:: Estratto fornito
Vedere,
incontrare, adorare
«Videro
il bambino con Maria sua madre, e prostratisi lo adorarono» (Mt 2,11) Vedo qui
davanti a me tanti giovani. Mi domandavo spesso, quando ero parroco a Legnano,
nella diocesi di Milano, e ...
Adriano
Caprioli, vescovo di Reggio Emilia-Guastalla
Vedo qui davanti
a me tanti giovani.
Mi domandavo
spesso, quando ero parroco a Legnano, nella diocesi di Milano, e vedevo venire
in chiesa i miei giovani: "Perché i giovani si mettono in fondo alla
chiesa, appena dentro alla porta?"
Magari c'era
ancora posto davanti.
Pensavo: c'è chi
arriva in ritardo, a Messa già avviata, e non vuole disturbare.
Pensavo anche:
forse, è lui che non vuole essere disturbato, e preferisce starsene tranquillo
nel suo cantuccio.
Forse, però,
l'atteggiamento di chi si ferma sulla soglia è un altro: quello di attendere
qualcosa o qualcuno capace di interessarlo, coinvolgerlo.
::::
[Sfida 1]:
Secondo l'estratto fornito, in quale città era parroco chi parla?
:: Voci
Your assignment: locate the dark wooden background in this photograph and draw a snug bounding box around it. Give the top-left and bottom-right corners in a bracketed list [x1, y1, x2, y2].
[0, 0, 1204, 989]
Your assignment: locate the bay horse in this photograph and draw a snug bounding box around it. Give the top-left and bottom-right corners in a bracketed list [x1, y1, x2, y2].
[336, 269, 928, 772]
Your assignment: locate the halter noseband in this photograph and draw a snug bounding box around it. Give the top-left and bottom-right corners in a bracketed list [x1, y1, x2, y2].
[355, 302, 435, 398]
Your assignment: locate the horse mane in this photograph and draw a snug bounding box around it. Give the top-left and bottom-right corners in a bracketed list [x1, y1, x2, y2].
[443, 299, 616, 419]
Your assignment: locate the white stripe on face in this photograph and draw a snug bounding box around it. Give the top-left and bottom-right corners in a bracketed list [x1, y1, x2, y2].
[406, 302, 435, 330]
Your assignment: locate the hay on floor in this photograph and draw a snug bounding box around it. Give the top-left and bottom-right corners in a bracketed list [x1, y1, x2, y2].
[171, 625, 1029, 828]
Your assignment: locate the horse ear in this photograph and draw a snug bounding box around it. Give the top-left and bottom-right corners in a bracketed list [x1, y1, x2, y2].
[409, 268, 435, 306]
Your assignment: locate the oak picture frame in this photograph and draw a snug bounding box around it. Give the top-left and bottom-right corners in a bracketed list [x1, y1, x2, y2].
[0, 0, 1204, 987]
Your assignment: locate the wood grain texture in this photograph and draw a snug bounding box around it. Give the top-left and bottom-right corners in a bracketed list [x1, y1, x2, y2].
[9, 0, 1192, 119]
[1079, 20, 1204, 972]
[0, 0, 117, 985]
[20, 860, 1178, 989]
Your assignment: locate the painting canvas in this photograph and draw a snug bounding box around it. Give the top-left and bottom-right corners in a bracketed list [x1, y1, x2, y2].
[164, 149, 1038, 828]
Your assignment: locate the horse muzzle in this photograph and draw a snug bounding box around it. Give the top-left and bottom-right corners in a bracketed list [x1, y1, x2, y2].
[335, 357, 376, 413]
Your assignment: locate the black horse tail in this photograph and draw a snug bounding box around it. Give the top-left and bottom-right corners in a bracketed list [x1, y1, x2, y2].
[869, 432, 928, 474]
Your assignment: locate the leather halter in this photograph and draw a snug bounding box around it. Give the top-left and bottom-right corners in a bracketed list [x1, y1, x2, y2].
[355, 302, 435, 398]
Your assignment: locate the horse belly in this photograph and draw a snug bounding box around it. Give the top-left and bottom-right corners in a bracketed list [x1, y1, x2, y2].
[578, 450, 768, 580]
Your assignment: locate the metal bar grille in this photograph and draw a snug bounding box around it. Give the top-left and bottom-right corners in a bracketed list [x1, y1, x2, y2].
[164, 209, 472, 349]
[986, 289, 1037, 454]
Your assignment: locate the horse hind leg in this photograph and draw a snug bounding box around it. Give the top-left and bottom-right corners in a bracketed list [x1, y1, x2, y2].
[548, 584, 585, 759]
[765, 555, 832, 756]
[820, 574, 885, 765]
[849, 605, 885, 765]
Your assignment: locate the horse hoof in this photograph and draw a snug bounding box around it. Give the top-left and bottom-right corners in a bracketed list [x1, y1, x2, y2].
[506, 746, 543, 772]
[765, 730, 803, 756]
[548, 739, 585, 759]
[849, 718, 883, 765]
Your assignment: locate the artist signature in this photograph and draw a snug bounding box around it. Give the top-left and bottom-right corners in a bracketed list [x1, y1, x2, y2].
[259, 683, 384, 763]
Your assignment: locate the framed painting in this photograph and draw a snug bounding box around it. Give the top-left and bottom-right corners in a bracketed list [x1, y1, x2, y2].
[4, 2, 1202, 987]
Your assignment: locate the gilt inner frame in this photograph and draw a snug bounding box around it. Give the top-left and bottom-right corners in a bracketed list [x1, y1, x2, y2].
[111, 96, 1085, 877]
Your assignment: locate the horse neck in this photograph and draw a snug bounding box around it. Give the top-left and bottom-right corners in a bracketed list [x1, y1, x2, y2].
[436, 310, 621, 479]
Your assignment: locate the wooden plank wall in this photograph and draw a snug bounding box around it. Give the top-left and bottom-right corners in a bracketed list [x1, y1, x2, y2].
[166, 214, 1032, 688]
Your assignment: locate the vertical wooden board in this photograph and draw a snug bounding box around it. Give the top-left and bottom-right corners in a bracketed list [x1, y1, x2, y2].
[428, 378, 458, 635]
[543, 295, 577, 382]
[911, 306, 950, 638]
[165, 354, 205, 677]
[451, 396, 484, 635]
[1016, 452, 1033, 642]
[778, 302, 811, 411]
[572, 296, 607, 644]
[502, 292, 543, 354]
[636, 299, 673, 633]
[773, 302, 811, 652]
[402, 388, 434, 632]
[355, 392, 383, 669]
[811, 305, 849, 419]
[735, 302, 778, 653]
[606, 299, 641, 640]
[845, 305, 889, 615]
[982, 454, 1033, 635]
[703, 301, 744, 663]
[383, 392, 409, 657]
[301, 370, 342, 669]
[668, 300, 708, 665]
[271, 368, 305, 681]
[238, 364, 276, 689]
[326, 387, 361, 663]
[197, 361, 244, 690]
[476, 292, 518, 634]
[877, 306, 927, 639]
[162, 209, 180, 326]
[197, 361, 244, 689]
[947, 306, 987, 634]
::::
[Sfida 2]:
Ripeti senza modifiche le righe riportate sopra dopo l'estratto, dalla riga che contiene "Your assignment: locate the vertical" alla riga che contiene "[1016, 452, 1033, 642]", entrambe comprese.

[Risposta 1]:
A Legnano, nella diocesi di Milano.

[Risposta 2]:
Your assignment: locate the vertical wooden board in this photograph and draw a snug bounding box around it. Give the top-left and bottom-right corners in a bracketed list [x1, y1, x2, y2].
[428, 378, 458, 635]
[543, 295, 577, 382]
[911, 306, 950, 638]
[165, 354, 205, 677]
[451, 396, 484, 635]
[1016, 452, 1033, 642]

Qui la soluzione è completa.